» **What is required**:
Your answer must restate each entry below word for word, with no pictures in it.

» **Records for the exercise**:
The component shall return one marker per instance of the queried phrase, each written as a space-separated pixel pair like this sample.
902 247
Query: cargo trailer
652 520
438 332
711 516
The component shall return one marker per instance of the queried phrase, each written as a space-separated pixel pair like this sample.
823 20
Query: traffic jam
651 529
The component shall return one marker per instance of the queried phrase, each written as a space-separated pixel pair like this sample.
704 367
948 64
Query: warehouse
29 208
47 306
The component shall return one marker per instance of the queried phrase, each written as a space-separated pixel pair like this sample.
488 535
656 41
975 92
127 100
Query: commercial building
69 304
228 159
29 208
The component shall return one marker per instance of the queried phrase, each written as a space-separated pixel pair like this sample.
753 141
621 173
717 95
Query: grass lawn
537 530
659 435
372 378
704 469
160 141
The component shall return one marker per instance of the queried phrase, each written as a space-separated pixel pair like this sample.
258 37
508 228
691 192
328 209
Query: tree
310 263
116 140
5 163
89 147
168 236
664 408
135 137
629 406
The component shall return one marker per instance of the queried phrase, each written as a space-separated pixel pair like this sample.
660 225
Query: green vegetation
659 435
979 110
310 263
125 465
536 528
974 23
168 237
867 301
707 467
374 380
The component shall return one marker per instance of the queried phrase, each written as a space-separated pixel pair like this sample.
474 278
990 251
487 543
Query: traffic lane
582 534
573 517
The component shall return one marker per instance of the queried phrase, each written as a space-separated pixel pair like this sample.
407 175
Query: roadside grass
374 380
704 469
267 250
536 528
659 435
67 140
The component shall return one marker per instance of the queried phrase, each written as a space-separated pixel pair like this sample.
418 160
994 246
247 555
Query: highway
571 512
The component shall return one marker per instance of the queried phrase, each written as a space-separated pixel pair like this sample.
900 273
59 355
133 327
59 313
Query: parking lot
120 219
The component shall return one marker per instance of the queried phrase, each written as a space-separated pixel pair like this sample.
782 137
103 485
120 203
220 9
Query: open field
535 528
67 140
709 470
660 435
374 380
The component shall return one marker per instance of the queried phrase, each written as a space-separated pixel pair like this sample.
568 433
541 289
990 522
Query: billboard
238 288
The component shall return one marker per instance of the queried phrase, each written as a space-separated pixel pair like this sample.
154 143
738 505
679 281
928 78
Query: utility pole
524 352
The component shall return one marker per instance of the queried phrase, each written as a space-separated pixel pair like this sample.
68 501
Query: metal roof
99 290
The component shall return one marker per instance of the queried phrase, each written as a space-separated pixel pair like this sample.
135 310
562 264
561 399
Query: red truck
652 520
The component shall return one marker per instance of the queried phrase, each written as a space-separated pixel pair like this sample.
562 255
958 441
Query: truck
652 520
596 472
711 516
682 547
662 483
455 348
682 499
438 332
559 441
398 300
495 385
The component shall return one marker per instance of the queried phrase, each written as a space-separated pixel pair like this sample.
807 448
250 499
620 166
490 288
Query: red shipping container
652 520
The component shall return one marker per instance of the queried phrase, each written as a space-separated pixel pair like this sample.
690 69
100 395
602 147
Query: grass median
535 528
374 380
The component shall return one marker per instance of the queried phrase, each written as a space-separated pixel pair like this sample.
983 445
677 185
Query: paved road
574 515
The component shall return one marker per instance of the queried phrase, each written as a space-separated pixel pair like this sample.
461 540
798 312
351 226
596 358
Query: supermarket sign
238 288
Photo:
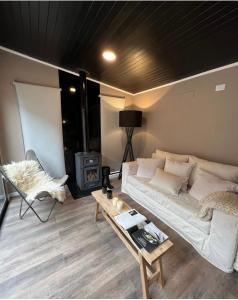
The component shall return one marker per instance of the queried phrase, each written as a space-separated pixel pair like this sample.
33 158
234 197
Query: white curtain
40 112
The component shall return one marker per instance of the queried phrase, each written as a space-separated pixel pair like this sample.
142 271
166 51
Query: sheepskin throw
224 201
29 178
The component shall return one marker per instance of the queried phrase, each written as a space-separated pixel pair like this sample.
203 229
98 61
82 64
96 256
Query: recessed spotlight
72 90
109 55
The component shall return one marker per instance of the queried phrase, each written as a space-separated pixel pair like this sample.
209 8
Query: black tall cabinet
72 120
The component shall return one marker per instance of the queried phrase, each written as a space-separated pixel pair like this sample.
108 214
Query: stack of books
143 232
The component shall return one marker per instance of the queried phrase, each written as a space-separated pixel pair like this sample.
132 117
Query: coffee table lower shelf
151 269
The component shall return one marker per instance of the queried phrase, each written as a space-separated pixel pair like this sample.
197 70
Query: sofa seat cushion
183 205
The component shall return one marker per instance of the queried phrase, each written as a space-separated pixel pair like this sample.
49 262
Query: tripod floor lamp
129 119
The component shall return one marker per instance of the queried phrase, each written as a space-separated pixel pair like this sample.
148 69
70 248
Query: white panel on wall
40 112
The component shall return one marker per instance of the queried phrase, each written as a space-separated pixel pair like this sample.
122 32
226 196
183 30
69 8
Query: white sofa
215 240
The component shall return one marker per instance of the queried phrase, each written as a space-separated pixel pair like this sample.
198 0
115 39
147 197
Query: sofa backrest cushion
163 154
178 168
206 183
167 182
148 166
227 172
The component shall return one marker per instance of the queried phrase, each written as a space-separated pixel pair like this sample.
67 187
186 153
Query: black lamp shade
130 118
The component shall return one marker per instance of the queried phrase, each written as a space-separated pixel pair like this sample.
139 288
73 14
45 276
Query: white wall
40 111
16 68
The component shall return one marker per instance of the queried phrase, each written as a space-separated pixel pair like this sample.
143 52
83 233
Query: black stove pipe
84 108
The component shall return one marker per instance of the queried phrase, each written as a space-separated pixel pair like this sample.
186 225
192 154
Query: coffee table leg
159 267
97 211
143 275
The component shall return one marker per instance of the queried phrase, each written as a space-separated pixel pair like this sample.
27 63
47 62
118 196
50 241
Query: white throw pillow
148 166
168 183
180 169
227 172
207 183
169 155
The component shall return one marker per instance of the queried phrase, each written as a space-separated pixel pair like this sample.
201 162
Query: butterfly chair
41 196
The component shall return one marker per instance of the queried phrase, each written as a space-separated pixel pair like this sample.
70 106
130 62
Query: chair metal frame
40 197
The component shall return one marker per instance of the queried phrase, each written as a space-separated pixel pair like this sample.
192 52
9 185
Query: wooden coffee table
150 263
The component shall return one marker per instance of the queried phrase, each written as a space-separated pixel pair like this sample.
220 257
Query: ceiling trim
189 77
113 87
59 68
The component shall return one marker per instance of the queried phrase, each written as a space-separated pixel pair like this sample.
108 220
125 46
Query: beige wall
112 136
16 68
190 117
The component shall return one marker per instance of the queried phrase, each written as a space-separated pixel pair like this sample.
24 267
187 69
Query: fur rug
223 201
30 179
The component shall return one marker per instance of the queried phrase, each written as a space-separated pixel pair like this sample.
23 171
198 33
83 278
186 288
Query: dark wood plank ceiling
155 42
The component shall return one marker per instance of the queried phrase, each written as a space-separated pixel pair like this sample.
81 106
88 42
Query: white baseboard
114 175
11 195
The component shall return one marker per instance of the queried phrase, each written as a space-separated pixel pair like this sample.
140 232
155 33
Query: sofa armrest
221 247
128 168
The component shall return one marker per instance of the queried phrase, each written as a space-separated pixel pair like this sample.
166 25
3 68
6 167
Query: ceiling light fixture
109 55
72 90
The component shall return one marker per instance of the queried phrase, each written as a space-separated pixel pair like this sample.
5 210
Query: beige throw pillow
148 166
207 183
169 155
168 183
224 171
180 169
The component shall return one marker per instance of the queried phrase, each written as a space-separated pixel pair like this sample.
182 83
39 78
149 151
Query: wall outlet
220 87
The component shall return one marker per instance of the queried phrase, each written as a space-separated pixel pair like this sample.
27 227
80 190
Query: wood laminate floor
71 256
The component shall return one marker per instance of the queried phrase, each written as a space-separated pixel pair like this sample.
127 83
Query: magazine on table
143 232
149 236
129 219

» **Task output**:
The component shall return one marker per instance of the queried phrase, each written as a space-separated pixel pair like this sample.
902 247
Query: cargo trailer
652 520
438 332
711 516
The component shall return one marker per instance of the queried phrase, each written as a space-separated pixel pair like this sample.
823 20
Query: traffic jam
651 529
The component shall return one marker per instance of the queried phrase, each written as a space-separated pixel pair like this sample.
704 367
948 64
Query: warehouse
29 208
47 306
The component shall return one marker per instance of the queried phrase, each written as a space-separated pixel pair like this sample.
488 535
656 41
975 92
127 100
Query: commercial building
69 304
228 159
29 208
The component shall return one marker per instance of the queried phrase, each written as a space-separated pixel pair like this sample.
753 141
621 173
717 95
Query: grass lawn
537 530
659 435
372 378
704 469
160 141
The component shall return one marker per instance of the queried phrase, each written as a space-separated pixel pair like this sample.
258 37
508 228
691 192
328 209
Query: tree
310 263
116 140
5 163
89 147
168 236
664 408
135 137
629 406
The component shall return one marker per instance of the queried phrase, each written as a space-separated pixel pair like this sample.
660 225
Query: green vegetation
659 435
979 110
310 263
125 465
536 528
974 23
168 237
867 301
707 467
374 380
The component shall return one marker per instance of the queried phrase, each written as a space-separated pixel pair like this sample.
474 278
990 251
487 543
Query: traffic lane
582 534
573 517
The component shall return one marker per instance of the queried phrase, each written as a space-separated pixel pair like this sample.
407 175
Query: roadside grass
374 380
704 469
267 250
536 528
659 435
67 140
The component shall return one marker per instance of the queried phrase, each written as a space-separated pixel pair like this sample.
418 160
994 246
247 555
Query: highway
571 512
The component shall return one marker per instance of the queried phrase, each written as a space-separated pixel pair like this sample.
900 273
59 355
133 327
59 313
Query: parking lot
120 219
The component shall return one marker per instance of the queried phrase, each written as a space-separated pixel pair like this sample.
782 137
103 485
120 203
220 9
Query: open field
535 528
67 140
709 470
660 435
374 380
The component shall return one marker per instance of the queried phrase, each written as a space-separated pixel pair like this sample.
568 433
541 289
990 522
Query: billboard
238 288
The component shall return one marker per instance of the queried phrase, each written as a space-separated pixel pair like this sample.
154 143
738 505
679 281
928 78
Query: utility pole
524 352
The component shall return one marker per instance of the queried phrase, each written as a space-separated pixel pair like this sample.
68 501
Query: metal roof
99 290
The component shall return one marker per instance of the queried phrase, each written as a space-separated pixel pair like this sample.
135 310
562 264
561 399
Query: red truck
652 520
The component shall return one marker per instance of the queried phrase, each written as a space-separated pixel pair like this sample.
562 255
958 441
Query: truck
652 520
596 472
711 516
682 547
662 483
455 348
682 499
438 332
559 441
398 300
495 385
The component shall return one marker per instance of the queried phrase, each written as a space-separated pixel pair like this sample.
807 448
250 499
620 166
490 288
Query: red shipping container
652 520
The component shall return one marker per instance of the queried phrase, each written as a space-separated pixel pair like this sample.
690 69
100 395
602 147
Query: grass median
535 528
374 380
The component shall return one marker per instance of the queried phrase, each written as a space-separated pixel pair like this sample.
983 445
677 185
Query: paved road
574 515
The component shall return one marker per instance of the queried phrase, each written as a space-separated pixel pair like this sample.
461 540
798 312
351 226
596 358
Query: supermarket sign
238 288
Photo:
The component shall return one marker per instance of the queried phrase, each written as a space-separated pixel pair like this sample.
33 158
234 197
Query: white curtain
40 112
The component shall return one marker per instance of the queried phrase, each written as a space-separated pixel pair like this sample.
142 271
166 51
Query: sheepskin throw
224 201
29 178
The component shall return one marker per instance of the queried phrase, each written as a space-separated pixel pair like this sample.
203 229
98 61
82 64
96 256
Query: recessed spotlight
72 90
109 55
The component shall return one marker per instance of the queried phrase, each written as a space-separated pixel pair like this sample.
209 8
Query: black tall cabinet
72 120
The component shall return one marker per instance of the queried phrase, each written as a space-separated pixel pair like this sample.
108 214
Query: stack of books
143 232
The component shall return one marker per instance of the queried phrase, each written as a space-separated pixel pair like this sample.
132 117
Query: coffee table lower shelf
151 269
The component shall return one marker per instance of the queried phrase, each written as a space-separated pixel pair like this sample.
197 70
Query: sofa seat cushion
183 205
The component shall return one marker per instance of the queried phrase, each written as a space-separated pixel pair like this sample.
49 262
Query: tripod floor lamp
129 119
The component shall return one marker per instance of the queried phrase, each written as a space-separated pixel pair like this sample.
148 69
70 248
Query: white panel on wall
40 112
The component shall return one marker per instance of the queried phrase, each written as a space-separated pixel pair like this sample.
122 32
226 196
183 30
69 8
Query: white sofa
215 240
The component shall return one marker per instance of the queried phrase, each written as a space-separated pixel pair like this sample.
198 0
115 39
147 197
Query: sofa backrest cushion
163 154
178 168
206 183
167 182
148 166
227 172
The component shall return one marker per instance of the queried phrase, each written as a space-separated pixel pair like this sample.
67 187
186 153
Query: black lamp shade
130 118
The component shall return one marker per instance of the queried phrase, each written as a space-separated pixel pair like this sample.
139 288
73 14
45 276
Query: white wall
40 111
16 68
The component shall return one marker per instance of the queried phrase, each written as a space-separated pixel pair like this sample.
143 52
83 233
Query: black stove pipe
84 108
The component shall return one marker per instance of the queried phrase, each written as a space-separated pixel pair like this sample.
186 225
192 154
Query: coffee table leg
159 267
97 211
143 275
The component shall return one marker per instance of the queried phrase, each written as a space-separated pixel pair like this sample.
27 63
47 62
118 196
50 241
Query: white throw pillow
148 166
168 183
180 169
227 172
207 183
169 155
The component shall return one marker per instance of the queried phrase, each written as a space-separated pixel pair like this sample.
201 162
Query: butterfly chair
41 196
The component shall return one marker per instance of the queried phrase, each written as a space-separated pixel pair like this sample.
70 106
130 62
Query: chair metal frame
40 197
The component shall return one marker per instance of the queried phrase, each written as a space-separated pixel pair like this sample.
192 52
9 185
Query: wooden coffee table
150 263
The component shall return one marker per instance of the queried phrase, each written as a space-separated pixel pair like this sample.
220 257
Query: ceiling trim
189 77
113 87
59 68
The component shall return one marker per instance of the queried phrase, each written as a space-separated pixel pair like this sample.
108 220
125 46
Query: beige wall
112 136
16 68
190 117
The component shall return one marker per instance of the queried phrase, each written as a space-separated pixel pair like this sample.
24 267
187 69
Query: fur rug
223 201
30 179
The component shall return one marker per instance of the queried phrase, each written as a space-separated pixel pair like this sample.
23 171
198 33
83 278
186 288
Query: dark wood plank ceiling
155 42
The component shall return one marker per instance of the queried phrase, each written as a space-separated pixel pair like this sample.
81 106
88 42
Query: white baseboard
114 175
11 195
The component shall return one marker per instance of the queried phrase, each written as a space-separated pixel pair like this sample.
140 232
155 33
Query: sofa armrest
221 247
128 168
The component shall return one marker per instance of the queried phrase, each written as a space-separated pixel pair like this sample.
166 25
3 68
6 167
Query: ceiling light fixture
109 55
72 90
The component shall return one marker per instance of the queried phrase, each written as a space-separated pixel pair like this sample.
5 210
Query: beige throw pillow
148 166
207 183
169 155
168 183
224 171
180 169
The component shall return one marker per instance of the queried phrase, each written as a space-separated pixel pair like this sample.
182 83
39 78
149 151
Query: wall outlet
220 87
The component shall return one marker per instance of the queried phrase, each written as a space-separated pixel pair like this sample.
27 227
80 190
Query: wood laminate floor
71 256
The component shall return one marker per instance of the queried phrase, each written as a space-separated pixel pair like this sample.
127 83
Query: magazine on table
143 232
149 236
129 219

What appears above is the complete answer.